*Written request*. Repeat each of the records below word for word, leaving none out.

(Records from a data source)
* START *

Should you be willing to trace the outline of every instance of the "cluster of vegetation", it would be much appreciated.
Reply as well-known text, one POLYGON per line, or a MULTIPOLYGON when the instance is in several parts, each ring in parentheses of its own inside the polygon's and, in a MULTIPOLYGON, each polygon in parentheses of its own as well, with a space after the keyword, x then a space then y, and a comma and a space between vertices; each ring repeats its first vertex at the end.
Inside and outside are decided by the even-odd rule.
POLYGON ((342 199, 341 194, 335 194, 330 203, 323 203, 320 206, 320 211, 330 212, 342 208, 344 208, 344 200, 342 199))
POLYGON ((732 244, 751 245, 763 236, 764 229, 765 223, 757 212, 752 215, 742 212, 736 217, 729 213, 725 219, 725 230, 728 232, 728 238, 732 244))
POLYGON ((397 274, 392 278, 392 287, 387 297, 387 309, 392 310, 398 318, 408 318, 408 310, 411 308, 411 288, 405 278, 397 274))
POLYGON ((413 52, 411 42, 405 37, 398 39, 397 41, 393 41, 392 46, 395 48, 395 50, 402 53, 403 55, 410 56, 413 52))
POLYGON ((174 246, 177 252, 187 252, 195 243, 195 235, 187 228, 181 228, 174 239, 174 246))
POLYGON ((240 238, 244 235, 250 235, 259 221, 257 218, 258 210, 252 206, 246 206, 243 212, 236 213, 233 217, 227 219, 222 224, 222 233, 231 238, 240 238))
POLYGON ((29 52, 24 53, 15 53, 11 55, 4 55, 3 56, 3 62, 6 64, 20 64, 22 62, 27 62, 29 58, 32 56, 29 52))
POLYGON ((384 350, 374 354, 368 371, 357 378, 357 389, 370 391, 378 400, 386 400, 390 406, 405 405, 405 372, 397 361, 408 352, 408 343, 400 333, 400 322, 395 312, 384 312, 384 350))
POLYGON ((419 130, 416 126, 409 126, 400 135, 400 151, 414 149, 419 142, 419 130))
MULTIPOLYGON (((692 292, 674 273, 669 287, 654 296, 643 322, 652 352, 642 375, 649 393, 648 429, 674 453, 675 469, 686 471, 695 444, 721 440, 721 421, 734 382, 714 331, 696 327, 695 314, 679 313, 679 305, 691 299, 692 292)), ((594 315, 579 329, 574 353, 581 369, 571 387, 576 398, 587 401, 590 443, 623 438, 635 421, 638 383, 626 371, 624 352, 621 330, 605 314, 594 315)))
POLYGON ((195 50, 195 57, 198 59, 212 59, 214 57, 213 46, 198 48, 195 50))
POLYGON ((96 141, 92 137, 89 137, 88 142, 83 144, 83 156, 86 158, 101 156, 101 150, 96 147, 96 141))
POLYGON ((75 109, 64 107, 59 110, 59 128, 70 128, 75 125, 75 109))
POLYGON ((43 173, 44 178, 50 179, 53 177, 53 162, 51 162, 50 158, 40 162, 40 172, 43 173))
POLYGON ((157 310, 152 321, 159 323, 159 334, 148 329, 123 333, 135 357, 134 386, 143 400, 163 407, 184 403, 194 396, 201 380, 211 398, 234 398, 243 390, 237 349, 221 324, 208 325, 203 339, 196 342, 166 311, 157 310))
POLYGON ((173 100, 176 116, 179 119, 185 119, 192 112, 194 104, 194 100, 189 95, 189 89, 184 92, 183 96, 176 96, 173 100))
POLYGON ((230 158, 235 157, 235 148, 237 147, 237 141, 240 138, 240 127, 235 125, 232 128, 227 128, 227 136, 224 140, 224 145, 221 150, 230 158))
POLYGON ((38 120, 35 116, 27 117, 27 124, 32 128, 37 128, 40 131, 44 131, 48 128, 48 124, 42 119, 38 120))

* END *

*Answer for this exercise*.
Should you be willing to trace the outline of every instance of the "cluster of vegetation", it would be much appreciated.
Reply as well-known text, one POLYGON per line, or a MULTIPOLYGON when the instance is in several parts, each ring in parentheses of its own inside the polygon's and, in a MULTIPOLYGON, each polygon in parentheses of its own as well, with a space after the keyword, x then a space then y, and a comma and a space between vertices; each ring repeats its first vertex at the end.
Inside and outside are decided by the even-odd rule.
POLYGON ((342 199, 341 194, 335 194, 330 203, 323 203, 320 206, 320 211, 330 212, 342 208, 344 208, 344 200, 342 199))
POLYGON ((732 244, 751 245, 763 236, 764 229, 765 223, 757 212, 752 215, 742 212, 736 217, 729 213, 725 219, 725 230, 728 232, 728 238, 732 244))
POLYGON ((397 274, 392 278, 392 287, 387 297, 387 309, 392 310, 398 318, 408 318, 408 310, 411 308, 411 288, 405 278, 397 274))
POLYGON ((413 52, 411 42, 405 37, 398 39, 397 41, 393 41, 392 46, 395 48, 395 50, 402 53, 403 55, 410 56, 413 52))
POLYGON ((174 246, 177 252, 187 252, 195 243, 195 235, 187 228, 181 228, 174 239, 174 246))
POLYGON ((240 238, 244 235, 250 235, 259 221, 257 218, 258 210, 252 206, 246 206, 243 212, 236 213, 233 217, 227 219, 222 224, 222 233, 231 238, 240 238))
POLYGON ((29 52, 24 53, 15 53, 11 55, 4 55, 3 56, 3 62, 6 64, 20 64, 22 62, 27 62, 29 58, 32 56, 29 52))
POLYGON ((384 350, 374 354, 368 371, 357 378, 357 389, 370 391, 378 400, 386 400, 390 406, 405 405, 405 372, 397 361, 408 352, 408 343, 400 333, 400 322, 395 312, 384 312, 384 350))
POLYGON ((419 130, 416 126, 409 126, 400 135, 400 151, 414 149, 419 142, 419 130))
MULTIPOLYGON (((692 292, 674 273, 669 287, 654 296, 643 322, 652 352, 642 375, 649 393, 648 429, 674 453, 675 469, 686 471, 695 444, 721 440, 721 421, 734 382, 714 331, 696 327, 695 314, 679 313, 679 305, 691 299, 692 292)), ((594 315, 579 329, 574 353, 581 369, 571 387, 576 398, 587 401, 590 443, 623 438, 635 421, 638 383, 626 371, 624 352, 621 330, 605 314, 594 315)))
POLYGON ((195 50, 195 57, 198 59, 212 59, 214 57, 213 46, 198 48, 195 50))
POLYGON ((96 141, 92 137, 89 137, 88 142, 83 144, 83 156, 86 158, 101 156, 101 150, 96 147, 96 141))
POLYGON ((75 109, 64 107, 59 110, 59 128, 70 128, 75 125, 75 109))
POLYGON ((43 173, 44 178, 50 179, 53 177, 53 162, 51 162, 50 158, 40 162, 40 172, 43 173))
POLYGON ((157 310, 152 321, 159 323, 159 334, 148 329, 123 333, 135 357, 134 386, 143 400, 163 407, 184 403, 194 396, 201 380, 211 398, 234 398, 243 390, 237 349, 221 324, 208 325, 203 339, 196 342, 166 311, 157 310))
POLYGON ((173 100, 176 116, 179 119, 185 119, 192 112, 194 104, 194 100, 189 95, 189 89, 184 92, 183 96, 176 96, 173 100))
POLYGON ((230 158, 235 157, 235 148, 237 147, 237 141, 240 138, 240 127, 235 125, 232 128, 227 128, 227 136, 224 140, 224 145, 221 150, 230 158))
POLYGON ((38 120, 35 116, 27 117, 27 124, 32 128, 37 128, 40 131, 44 131, 48 128, 48 124, 42 119, 38 120))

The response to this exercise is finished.